DESCRIPTION OF THE TASK:
Rewrite the records, everything from the line containing "Where is each instance of the license" down to the line containing "point(208, 120)", with the requests included. Scale each coordinate in the answers by 2.1 and round to whole numbers, with halves going up, but leave the numbers in the requests and their sample notation unchanged.

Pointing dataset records
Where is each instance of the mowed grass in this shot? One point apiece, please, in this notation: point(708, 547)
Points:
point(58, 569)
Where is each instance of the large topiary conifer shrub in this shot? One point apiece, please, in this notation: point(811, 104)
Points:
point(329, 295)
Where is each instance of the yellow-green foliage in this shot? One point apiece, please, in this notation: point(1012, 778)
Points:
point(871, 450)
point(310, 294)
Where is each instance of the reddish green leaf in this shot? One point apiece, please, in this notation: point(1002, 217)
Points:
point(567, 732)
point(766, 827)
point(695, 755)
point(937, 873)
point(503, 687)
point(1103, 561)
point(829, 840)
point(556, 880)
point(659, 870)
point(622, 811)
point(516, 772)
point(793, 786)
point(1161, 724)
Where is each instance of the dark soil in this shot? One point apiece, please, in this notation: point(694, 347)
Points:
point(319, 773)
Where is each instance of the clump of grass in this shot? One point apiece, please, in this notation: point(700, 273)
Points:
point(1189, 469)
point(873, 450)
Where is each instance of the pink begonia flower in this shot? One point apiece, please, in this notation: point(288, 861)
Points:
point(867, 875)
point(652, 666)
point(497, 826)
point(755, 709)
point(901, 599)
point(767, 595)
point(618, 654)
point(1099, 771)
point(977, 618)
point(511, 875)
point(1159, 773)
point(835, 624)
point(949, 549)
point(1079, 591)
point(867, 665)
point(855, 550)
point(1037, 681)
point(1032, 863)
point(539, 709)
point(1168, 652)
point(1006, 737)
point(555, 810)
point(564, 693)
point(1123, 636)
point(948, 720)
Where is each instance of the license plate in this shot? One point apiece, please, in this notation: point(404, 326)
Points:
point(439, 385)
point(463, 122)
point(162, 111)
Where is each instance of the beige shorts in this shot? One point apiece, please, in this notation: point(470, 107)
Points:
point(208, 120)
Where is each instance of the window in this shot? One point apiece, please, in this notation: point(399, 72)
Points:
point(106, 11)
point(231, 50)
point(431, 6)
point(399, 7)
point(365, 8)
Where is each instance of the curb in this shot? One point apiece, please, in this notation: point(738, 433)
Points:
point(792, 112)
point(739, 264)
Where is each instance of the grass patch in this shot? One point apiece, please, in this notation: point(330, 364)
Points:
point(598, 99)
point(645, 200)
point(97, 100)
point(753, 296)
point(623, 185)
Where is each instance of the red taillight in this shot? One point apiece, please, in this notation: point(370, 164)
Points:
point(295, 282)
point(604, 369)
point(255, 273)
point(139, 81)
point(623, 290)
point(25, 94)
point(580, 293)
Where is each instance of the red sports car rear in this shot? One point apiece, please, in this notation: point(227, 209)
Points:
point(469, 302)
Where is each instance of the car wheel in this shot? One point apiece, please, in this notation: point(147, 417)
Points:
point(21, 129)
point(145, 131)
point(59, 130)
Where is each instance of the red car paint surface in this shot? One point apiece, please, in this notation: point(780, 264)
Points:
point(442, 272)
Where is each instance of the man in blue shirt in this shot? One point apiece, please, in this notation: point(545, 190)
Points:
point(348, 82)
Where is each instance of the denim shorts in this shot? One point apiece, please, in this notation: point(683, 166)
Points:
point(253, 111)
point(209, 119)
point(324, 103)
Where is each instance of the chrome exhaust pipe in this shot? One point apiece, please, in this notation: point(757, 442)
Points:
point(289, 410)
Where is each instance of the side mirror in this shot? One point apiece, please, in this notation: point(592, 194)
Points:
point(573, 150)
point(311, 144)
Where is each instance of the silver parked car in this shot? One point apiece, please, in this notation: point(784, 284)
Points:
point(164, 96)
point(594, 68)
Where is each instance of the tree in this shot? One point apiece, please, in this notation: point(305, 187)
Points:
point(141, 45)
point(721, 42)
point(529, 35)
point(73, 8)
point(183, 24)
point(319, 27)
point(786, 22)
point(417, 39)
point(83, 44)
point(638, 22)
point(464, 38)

THE COMPLETED TASK:
Where is each instance of the license plate in this shot? One point apiece, please, in this notation: point(404, 326)
Points:
point(922, 809)
point(972, 256)
point(340, 233)
Where is each instance of the beige shorts in this shot? One point apiece, please, in this notation: point(470, 107)
Points:
point(437, 252)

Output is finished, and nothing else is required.